> _THE REQUEST_
Recast every line of the items below as a JSON list of strings, one string per line, leaving out blank lines.

> _Dataset records_
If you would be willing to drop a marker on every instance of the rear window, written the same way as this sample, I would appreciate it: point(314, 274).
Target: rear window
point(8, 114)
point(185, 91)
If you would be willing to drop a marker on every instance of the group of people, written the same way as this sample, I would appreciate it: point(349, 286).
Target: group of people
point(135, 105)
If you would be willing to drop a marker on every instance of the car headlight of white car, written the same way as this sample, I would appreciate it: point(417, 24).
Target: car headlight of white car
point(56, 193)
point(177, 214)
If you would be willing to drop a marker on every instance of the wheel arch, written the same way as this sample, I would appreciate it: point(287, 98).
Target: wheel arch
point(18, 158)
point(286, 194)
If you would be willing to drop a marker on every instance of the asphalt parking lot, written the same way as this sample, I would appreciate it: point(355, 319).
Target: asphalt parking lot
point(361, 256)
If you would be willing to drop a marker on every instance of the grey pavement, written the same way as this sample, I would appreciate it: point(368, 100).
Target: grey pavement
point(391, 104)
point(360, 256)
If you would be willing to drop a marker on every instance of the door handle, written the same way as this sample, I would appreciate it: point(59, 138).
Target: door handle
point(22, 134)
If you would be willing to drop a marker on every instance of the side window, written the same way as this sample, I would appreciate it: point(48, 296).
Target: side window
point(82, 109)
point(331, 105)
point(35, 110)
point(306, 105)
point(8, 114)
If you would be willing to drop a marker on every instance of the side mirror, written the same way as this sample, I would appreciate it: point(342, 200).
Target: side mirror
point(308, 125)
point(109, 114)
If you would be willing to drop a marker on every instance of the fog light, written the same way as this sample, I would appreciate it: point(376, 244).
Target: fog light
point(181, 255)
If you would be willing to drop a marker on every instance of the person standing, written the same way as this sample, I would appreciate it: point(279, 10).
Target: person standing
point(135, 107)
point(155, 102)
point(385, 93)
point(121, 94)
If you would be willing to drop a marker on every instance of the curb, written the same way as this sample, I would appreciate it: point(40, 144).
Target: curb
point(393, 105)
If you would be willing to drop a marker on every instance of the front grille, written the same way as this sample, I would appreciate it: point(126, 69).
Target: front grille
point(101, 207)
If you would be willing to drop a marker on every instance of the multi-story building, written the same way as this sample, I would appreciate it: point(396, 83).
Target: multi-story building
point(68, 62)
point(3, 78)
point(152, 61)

> _ANSWER FOR THIS EXERCISE_
[
  "If you would be willing to drop a marker on every instance of the rear window, written the same way as this sample, I would appreciate it: point(314, 274).",
  "Target: rear window",
  "point(8, 114)",
  "point(185, 91)",
  "If you would be willing to drop a marker on every instance of the group of people, written the same way as this sample, I would appreciate it: point(349, 286).",
  "Target: group of people",
  "point(135, 105)",
  "If you would be willing to drop a marker on every instance of the car headlight of white car, written the same way as this sample, I would appreciate it: point(417, 24).",
  "Target: car headlight of white car",
  "point(56, 193)",
  "point(177, 214)",
  "If you would be willing to drop a marker on every instance of the wheel arch, written the same way as this sample, I would appreciate it: point(287, 98).",
  "Target: wheel arch",
  "point(18, 158)",
  "point(286, 194)",
  "If you would be willing to drop a marker on every instance of the asphalt parking lot, written the same way as this sample, I would appreciate it: point(355, 319).",
  "Target: asphalt parking lot",
  "point(361, 256)",
  "If you would be willing to drop a marker on every instance of the grey pavement, written the same way as this sample, I would appreciate it: point(368, 100).",
  "Target: grey pavement",
  "point(391, 104)",
  "point(360, 256)",
  "If you would be willing to drop a marker on every instance of the door handle, written the same way as this sample, I would appreciate it: point(59, 138).",
  "Target: door handle",
  "point(22, 134)",
  "If you would be willing to drop a marker on every instance of the side window, written the same way as this sample, I would appreciate it: point(48, 296).",
  "Target: side window",
  "point(82, 109)",
  "point(331, 105)",
  "point(35, 110)",
  "point(306, 105)",
  "point(8, 114)",
  "If you would be willing to drop a marker on every instance of the side mirror, written the same way as this sample, I would appreciate it: point(342, 200).",
  "Target: side mirror",
  "point(308, 125)",
  "point(109, 114)",
  "If you would be willing to drop a marker on every instance of the fog light, written the same way as this sample, I would appreciate it: point(376, 244).",
  "Target: fog light",
  "point(181, 255)",
  "If you would be willing to drop a marker on every instance of the person standing, written the same way as this sample, I would appreciate it: point(279, 10).",
  "Target: person standing",
  "point(135, 107)",
  "point(155, 102)",
  "point(385, 93)",
  "point(121, 94)",
  "If you would be willing to drop a marker on every instance of the curb, written the same way as this sample, I would appreciate it: point(40, 144).",
  "Target: curb",
  "point(393, 105)",
  "If you would be willing to drop a marker on every instance of the front grille, written the same way as this sample, I would appreciate it: point(126, 69).",
  "Target: front grille",
  "point(101, 207)",
  "If you would be willing to drop a marker on every instance of the multi-story building, written the same way as this sample, I would appreciate it: point(396, 83).",
  "Target: multi-story building",
  "point(68, 62)",
  "point(3, 78)",
  "point(152, 61)"
]